**What is being asked:**
How many lines in the records below contain the word "dark"? Reply with the number alone.

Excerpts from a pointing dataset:
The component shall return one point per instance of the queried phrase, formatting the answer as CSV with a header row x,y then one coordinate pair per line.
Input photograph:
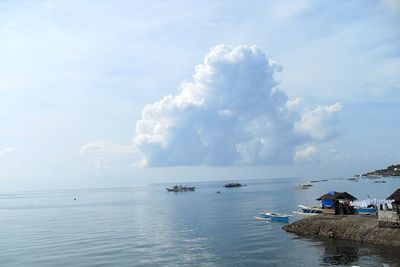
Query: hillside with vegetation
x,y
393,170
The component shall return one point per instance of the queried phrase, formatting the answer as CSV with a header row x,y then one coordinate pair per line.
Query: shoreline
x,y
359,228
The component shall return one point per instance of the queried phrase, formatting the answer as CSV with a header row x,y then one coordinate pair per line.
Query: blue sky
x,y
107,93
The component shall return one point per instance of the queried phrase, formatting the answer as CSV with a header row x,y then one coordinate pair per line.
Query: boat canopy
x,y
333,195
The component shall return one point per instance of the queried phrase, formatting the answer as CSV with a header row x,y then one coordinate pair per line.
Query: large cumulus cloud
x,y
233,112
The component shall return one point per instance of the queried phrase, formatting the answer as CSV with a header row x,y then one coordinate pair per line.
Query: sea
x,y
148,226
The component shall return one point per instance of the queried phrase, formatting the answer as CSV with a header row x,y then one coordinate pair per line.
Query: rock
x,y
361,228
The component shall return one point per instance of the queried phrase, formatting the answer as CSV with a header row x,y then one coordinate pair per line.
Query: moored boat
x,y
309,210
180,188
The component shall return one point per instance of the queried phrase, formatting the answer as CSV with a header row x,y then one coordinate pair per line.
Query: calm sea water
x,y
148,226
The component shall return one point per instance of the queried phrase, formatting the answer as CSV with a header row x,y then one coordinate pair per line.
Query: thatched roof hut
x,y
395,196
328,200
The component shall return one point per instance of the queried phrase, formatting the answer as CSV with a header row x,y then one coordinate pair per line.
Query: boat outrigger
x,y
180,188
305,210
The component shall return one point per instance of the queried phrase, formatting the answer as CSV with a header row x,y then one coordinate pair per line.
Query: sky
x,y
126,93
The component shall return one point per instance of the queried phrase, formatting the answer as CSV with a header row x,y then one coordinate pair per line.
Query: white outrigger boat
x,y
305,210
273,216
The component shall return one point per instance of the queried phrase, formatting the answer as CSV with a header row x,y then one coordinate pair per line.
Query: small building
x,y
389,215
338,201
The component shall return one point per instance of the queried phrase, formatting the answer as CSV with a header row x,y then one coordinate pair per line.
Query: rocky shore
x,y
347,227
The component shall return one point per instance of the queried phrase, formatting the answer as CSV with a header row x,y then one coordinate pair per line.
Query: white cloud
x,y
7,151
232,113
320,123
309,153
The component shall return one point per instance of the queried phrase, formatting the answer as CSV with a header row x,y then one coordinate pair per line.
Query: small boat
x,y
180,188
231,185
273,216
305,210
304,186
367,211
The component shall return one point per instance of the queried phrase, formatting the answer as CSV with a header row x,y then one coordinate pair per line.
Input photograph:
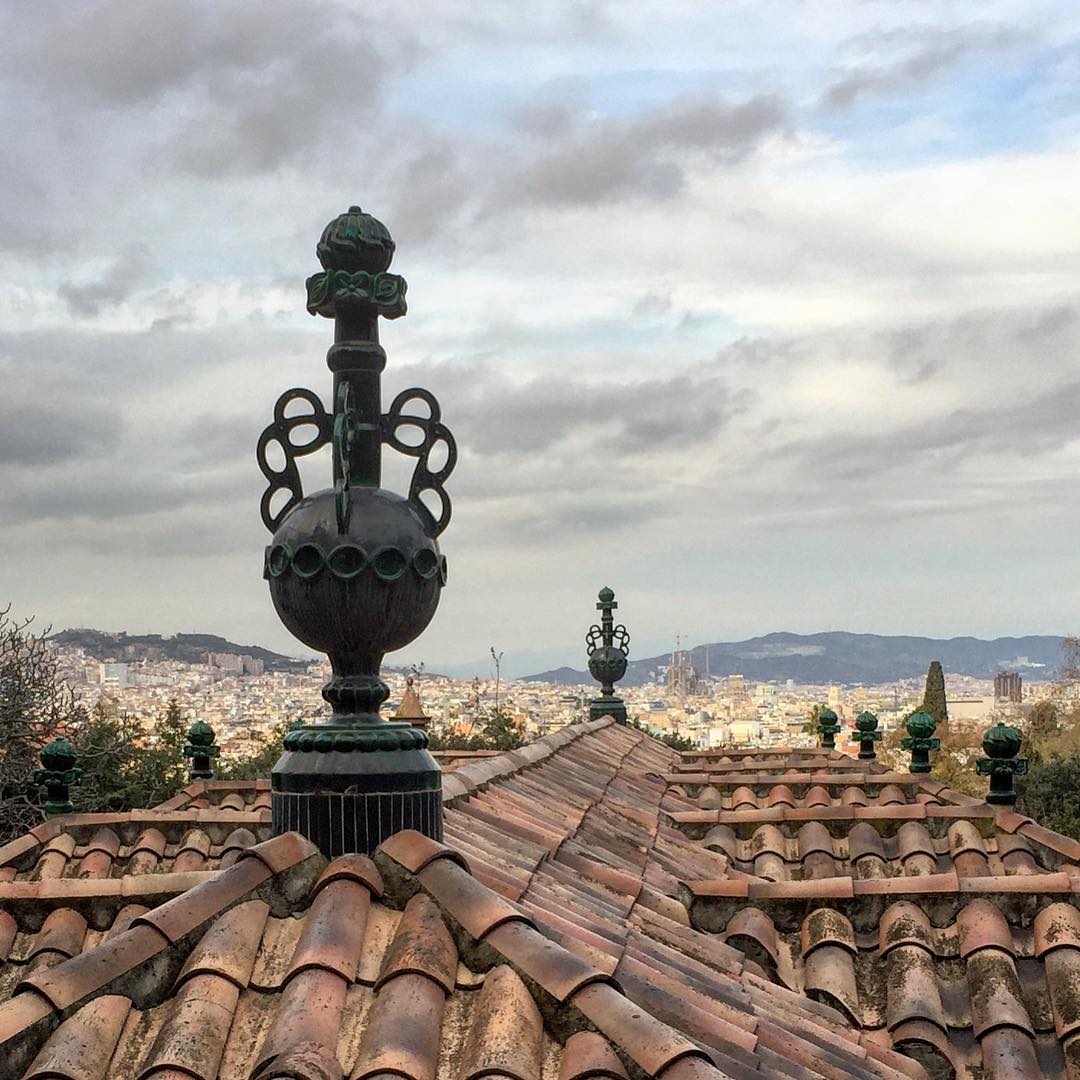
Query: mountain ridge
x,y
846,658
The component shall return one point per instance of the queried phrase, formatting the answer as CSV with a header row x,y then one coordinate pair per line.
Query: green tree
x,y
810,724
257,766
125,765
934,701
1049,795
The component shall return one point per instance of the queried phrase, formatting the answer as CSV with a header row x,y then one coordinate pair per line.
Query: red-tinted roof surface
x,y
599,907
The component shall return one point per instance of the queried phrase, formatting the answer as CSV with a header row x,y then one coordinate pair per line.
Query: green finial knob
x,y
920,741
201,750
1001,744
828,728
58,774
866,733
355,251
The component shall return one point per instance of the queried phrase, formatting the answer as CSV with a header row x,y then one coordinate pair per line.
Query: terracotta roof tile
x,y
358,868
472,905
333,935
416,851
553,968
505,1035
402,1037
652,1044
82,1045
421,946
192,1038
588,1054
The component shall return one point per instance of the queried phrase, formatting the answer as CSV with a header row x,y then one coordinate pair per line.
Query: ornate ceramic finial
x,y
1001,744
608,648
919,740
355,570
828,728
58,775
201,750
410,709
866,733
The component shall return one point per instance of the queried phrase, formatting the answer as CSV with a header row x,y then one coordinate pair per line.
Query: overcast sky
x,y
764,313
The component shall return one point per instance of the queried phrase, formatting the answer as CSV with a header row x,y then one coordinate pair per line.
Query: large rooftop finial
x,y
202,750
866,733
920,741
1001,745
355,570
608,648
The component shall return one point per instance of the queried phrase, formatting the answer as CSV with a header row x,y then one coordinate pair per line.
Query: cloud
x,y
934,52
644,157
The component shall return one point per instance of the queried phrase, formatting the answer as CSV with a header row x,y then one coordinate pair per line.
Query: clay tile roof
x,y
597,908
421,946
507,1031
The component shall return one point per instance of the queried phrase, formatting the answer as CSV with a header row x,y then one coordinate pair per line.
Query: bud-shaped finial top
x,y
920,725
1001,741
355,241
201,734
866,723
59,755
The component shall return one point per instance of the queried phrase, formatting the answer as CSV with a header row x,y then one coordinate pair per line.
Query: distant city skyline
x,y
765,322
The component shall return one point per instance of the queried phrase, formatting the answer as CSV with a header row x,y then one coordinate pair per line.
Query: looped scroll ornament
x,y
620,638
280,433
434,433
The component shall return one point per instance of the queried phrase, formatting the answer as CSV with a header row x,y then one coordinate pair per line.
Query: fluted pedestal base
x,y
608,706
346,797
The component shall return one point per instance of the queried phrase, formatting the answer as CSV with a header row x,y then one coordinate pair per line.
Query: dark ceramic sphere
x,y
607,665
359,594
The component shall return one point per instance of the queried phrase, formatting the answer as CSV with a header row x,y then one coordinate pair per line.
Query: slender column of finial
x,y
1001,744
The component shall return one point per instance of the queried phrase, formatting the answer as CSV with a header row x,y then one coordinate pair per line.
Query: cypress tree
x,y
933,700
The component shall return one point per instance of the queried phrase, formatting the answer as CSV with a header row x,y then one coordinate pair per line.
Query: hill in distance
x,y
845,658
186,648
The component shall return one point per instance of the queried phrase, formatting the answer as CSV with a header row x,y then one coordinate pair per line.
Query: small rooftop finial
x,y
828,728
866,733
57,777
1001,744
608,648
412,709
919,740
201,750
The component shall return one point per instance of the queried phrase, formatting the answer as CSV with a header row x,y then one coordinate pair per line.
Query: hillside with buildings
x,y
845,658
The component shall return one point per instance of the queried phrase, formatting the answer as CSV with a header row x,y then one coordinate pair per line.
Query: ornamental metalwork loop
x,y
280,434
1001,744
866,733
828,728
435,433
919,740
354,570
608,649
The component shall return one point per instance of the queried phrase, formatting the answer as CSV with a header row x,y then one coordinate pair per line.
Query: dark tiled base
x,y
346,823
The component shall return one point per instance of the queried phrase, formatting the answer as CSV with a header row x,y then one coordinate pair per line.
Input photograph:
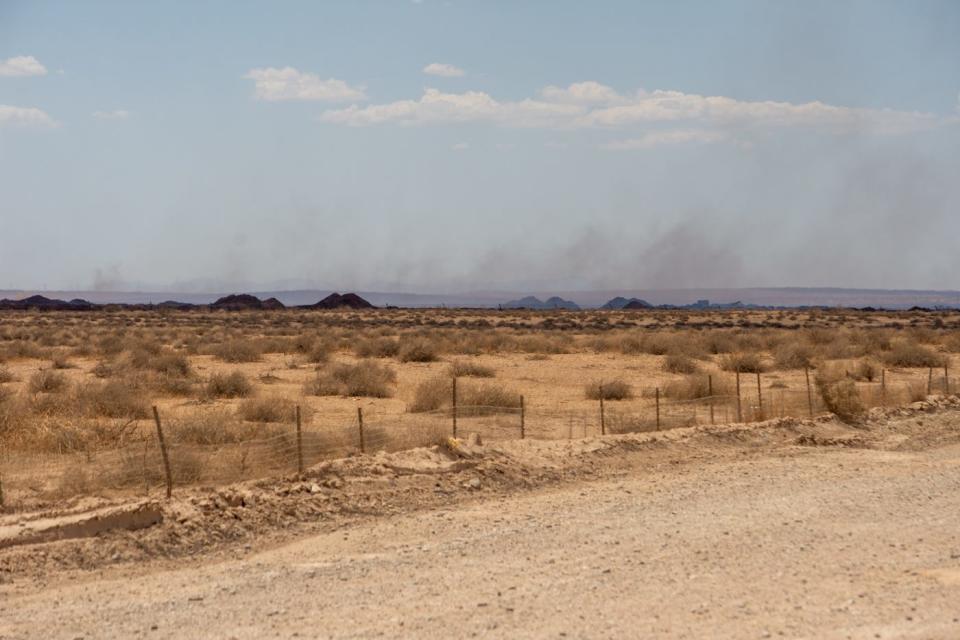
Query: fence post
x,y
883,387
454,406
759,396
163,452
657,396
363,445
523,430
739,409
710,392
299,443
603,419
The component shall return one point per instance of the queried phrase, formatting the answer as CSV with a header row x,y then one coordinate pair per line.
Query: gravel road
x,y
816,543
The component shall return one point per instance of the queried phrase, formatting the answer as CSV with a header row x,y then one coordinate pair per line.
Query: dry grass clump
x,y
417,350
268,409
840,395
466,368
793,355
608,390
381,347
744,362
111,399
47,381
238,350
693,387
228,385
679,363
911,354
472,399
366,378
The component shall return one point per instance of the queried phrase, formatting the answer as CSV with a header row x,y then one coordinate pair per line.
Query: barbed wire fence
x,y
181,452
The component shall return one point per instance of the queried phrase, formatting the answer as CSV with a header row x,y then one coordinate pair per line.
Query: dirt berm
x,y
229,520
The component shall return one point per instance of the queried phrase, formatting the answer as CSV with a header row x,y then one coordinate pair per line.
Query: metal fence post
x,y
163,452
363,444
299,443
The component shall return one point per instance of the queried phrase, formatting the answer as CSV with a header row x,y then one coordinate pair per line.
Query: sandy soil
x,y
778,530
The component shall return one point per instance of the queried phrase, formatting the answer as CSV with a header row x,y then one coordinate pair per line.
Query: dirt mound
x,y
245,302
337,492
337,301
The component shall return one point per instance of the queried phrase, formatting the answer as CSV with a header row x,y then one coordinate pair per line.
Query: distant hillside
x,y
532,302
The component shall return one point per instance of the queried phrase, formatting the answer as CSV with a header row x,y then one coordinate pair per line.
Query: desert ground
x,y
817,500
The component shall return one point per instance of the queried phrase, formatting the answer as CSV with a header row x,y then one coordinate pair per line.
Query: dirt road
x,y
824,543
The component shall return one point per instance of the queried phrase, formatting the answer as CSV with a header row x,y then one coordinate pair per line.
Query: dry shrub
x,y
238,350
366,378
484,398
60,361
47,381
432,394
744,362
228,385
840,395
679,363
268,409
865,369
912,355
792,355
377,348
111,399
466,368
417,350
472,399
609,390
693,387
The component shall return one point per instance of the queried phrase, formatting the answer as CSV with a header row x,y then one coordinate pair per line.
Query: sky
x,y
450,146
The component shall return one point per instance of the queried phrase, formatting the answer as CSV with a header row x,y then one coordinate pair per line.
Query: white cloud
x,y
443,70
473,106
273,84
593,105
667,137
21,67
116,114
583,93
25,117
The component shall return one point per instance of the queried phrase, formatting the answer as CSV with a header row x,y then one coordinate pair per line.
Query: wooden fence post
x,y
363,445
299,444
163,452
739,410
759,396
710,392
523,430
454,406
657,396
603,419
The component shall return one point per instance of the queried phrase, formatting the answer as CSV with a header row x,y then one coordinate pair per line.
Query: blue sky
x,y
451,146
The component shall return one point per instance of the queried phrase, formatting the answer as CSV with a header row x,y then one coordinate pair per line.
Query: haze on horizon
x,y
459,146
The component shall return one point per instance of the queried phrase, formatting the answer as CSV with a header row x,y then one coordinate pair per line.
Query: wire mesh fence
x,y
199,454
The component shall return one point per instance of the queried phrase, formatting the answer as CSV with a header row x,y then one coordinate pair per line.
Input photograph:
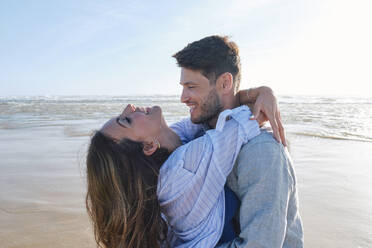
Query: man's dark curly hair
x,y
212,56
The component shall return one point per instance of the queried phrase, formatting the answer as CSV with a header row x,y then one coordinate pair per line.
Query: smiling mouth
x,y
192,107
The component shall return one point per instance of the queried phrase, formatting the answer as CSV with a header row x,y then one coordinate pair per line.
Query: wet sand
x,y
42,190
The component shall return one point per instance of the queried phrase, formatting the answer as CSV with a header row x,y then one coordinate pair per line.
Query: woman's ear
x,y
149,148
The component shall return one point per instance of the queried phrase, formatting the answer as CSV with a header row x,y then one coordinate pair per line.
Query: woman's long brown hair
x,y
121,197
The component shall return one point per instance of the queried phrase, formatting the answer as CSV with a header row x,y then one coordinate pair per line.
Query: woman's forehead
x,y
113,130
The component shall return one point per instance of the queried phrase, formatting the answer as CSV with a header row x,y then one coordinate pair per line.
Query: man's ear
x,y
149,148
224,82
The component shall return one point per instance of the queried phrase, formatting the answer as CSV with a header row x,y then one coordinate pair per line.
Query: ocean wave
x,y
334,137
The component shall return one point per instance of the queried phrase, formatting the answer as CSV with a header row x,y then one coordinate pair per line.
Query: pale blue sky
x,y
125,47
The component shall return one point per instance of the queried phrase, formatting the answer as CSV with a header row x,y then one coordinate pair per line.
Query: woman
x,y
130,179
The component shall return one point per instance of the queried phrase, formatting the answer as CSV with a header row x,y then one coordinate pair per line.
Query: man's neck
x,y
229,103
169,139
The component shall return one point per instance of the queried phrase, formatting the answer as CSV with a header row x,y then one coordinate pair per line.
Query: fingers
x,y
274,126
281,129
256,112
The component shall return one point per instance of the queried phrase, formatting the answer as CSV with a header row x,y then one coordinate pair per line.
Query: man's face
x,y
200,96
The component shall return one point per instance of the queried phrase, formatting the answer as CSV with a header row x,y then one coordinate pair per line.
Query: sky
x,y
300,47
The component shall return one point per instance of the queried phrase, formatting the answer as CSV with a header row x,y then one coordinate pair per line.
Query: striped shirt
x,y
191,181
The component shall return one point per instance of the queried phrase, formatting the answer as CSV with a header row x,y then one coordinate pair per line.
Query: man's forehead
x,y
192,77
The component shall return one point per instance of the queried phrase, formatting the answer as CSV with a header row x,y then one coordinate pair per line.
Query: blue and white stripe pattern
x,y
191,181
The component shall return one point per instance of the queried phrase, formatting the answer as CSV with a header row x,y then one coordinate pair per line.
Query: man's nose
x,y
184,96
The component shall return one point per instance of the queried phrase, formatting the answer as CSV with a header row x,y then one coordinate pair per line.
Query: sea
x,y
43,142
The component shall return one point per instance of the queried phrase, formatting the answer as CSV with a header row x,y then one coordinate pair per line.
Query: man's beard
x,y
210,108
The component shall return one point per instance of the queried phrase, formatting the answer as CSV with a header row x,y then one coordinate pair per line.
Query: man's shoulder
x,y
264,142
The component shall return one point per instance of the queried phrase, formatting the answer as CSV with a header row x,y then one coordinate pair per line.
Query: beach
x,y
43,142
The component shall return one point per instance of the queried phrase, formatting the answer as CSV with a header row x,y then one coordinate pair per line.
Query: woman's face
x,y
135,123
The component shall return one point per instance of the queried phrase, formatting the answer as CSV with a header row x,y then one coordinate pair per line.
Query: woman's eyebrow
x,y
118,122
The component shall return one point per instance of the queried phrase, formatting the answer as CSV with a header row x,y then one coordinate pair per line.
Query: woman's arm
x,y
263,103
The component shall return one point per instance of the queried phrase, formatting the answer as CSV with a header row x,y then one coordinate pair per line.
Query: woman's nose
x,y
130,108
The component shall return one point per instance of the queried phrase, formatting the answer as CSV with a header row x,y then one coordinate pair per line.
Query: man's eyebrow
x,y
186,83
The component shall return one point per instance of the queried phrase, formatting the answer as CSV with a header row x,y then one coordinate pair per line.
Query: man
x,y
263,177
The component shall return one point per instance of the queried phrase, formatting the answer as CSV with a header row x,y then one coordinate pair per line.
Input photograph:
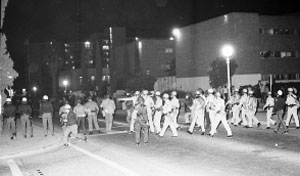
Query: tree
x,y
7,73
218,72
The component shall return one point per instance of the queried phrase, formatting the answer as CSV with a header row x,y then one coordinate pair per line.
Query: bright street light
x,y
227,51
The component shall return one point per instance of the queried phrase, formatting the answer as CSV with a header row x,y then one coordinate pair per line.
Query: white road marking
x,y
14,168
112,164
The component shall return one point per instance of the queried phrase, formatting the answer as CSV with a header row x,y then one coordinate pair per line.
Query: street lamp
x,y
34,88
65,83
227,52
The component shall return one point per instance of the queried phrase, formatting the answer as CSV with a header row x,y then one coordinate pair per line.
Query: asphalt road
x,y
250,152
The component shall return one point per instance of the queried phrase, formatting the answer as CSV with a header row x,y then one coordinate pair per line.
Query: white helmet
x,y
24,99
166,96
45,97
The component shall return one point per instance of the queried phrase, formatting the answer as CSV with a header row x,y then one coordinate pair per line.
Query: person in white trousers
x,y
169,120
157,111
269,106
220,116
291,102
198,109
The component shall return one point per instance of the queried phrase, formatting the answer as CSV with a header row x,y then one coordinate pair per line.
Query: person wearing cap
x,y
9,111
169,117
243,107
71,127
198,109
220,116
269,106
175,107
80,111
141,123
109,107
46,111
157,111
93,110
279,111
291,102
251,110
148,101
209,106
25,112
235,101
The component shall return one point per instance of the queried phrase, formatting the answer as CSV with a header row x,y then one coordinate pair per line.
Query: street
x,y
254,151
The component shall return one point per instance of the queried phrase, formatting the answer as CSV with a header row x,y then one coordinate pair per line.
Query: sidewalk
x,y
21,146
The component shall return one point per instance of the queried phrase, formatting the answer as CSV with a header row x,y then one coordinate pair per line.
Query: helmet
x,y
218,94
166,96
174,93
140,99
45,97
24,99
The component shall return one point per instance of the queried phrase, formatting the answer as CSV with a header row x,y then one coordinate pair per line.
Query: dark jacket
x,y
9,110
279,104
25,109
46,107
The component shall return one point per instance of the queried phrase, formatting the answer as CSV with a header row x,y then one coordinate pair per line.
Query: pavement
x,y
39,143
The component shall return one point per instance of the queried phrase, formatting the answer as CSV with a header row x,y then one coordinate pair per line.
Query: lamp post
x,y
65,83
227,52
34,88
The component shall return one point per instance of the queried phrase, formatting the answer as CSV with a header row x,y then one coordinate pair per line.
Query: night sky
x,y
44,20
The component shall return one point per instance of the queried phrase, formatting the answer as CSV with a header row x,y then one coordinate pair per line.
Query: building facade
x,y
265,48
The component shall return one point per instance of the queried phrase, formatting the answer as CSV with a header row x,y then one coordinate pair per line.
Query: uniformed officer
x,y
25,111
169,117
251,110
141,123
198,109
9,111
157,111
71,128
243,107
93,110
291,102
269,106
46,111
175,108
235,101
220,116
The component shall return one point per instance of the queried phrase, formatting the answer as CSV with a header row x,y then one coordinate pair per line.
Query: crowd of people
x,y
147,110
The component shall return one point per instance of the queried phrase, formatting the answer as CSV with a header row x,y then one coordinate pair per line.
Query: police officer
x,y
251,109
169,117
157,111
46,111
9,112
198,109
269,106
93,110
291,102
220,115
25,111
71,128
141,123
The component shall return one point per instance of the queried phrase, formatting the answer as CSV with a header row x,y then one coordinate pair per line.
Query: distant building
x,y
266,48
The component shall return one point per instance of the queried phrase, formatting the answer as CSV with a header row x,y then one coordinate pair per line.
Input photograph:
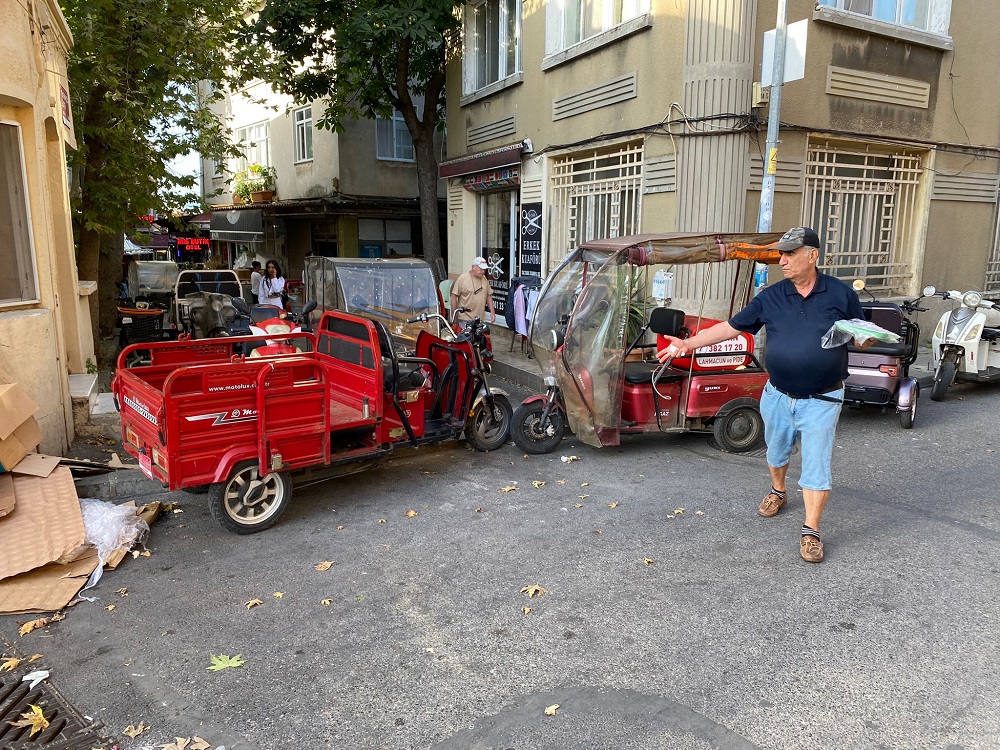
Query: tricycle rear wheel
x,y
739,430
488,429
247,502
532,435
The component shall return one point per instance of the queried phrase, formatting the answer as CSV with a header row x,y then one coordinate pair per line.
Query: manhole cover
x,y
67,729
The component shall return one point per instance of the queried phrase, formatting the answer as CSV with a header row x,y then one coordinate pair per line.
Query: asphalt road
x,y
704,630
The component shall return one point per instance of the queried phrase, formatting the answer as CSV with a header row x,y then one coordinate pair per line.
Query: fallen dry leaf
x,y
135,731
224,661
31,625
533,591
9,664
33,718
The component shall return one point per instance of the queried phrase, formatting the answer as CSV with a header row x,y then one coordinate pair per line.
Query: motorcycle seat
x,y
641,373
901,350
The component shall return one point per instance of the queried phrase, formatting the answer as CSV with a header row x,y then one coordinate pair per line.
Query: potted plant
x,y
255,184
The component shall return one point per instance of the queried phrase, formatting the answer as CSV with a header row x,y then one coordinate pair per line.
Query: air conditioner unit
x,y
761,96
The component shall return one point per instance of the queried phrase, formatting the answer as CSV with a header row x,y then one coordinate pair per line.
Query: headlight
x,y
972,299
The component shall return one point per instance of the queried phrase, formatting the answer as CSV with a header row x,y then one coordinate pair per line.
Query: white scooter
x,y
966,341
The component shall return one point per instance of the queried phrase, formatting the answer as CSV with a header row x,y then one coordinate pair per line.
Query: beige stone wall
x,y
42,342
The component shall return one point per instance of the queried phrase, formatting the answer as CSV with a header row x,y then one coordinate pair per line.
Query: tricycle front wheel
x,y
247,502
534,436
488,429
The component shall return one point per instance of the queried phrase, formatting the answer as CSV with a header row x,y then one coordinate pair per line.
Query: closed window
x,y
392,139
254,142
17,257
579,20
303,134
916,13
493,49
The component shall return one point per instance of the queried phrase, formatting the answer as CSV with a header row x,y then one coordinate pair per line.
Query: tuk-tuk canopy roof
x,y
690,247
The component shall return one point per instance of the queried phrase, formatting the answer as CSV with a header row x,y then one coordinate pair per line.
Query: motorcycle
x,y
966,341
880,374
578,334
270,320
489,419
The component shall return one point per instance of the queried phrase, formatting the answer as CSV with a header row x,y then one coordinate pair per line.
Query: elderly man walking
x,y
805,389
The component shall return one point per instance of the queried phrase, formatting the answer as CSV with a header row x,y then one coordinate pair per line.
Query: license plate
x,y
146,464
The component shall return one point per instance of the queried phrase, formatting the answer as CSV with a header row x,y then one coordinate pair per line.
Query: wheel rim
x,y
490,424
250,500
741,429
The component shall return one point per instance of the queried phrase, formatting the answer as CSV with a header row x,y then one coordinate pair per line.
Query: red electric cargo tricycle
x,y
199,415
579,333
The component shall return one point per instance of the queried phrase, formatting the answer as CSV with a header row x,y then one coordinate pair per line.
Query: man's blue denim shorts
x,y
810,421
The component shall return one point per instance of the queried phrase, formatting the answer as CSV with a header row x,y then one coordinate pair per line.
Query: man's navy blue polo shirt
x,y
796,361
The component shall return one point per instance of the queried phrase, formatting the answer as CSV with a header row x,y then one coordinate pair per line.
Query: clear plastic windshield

**Output for this exercise:**
4